━━ EXTRACTED INFORMATION ━━

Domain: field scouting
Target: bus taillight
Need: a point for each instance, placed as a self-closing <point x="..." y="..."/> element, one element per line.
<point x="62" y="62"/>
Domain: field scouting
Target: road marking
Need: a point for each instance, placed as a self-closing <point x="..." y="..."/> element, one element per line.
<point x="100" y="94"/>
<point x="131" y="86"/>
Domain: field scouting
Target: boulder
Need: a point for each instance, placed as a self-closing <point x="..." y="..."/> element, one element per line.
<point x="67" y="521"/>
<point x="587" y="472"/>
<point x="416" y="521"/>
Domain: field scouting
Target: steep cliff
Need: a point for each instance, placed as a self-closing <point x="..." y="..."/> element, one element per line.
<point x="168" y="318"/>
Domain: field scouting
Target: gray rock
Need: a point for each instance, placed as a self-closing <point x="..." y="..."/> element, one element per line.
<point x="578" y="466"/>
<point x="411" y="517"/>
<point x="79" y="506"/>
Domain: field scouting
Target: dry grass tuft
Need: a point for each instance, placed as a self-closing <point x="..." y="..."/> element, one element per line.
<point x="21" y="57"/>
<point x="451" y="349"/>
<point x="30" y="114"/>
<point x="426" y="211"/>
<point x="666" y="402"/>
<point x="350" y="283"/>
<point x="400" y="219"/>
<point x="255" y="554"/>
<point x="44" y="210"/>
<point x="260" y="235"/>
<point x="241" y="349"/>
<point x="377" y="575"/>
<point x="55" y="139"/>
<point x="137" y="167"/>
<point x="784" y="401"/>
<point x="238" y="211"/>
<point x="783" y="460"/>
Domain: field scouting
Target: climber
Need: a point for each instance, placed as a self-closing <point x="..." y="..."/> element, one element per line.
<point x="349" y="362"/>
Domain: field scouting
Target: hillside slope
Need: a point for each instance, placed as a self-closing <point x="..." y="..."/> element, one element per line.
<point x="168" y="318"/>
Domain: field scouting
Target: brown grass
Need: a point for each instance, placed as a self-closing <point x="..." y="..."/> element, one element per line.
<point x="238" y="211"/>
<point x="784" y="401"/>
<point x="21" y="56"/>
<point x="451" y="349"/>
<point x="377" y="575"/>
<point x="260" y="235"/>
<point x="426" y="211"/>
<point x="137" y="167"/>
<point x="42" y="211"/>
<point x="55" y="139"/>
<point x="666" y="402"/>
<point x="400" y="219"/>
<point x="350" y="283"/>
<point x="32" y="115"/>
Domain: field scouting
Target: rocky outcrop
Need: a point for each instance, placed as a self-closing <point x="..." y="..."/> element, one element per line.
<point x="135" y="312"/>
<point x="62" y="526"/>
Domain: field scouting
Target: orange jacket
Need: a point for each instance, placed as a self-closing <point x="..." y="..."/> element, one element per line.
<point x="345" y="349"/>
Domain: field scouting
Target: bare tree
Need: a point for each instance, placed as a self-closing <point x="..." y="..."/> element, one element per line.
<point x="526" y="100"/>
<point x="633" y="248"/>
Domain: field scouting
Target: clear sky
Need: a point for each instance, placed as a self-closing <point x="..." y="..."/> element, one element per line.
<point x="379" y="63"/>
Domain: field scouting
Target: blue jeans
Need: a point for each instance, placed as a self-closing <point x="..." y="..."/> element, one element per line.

━━━

## TASK:
Pick out every line in the entries above that contains the string "grass", and copy each of those lines. Case counts.

## COMPLETE OUTPUT:
Target: dry grass tuft
Target: brown grass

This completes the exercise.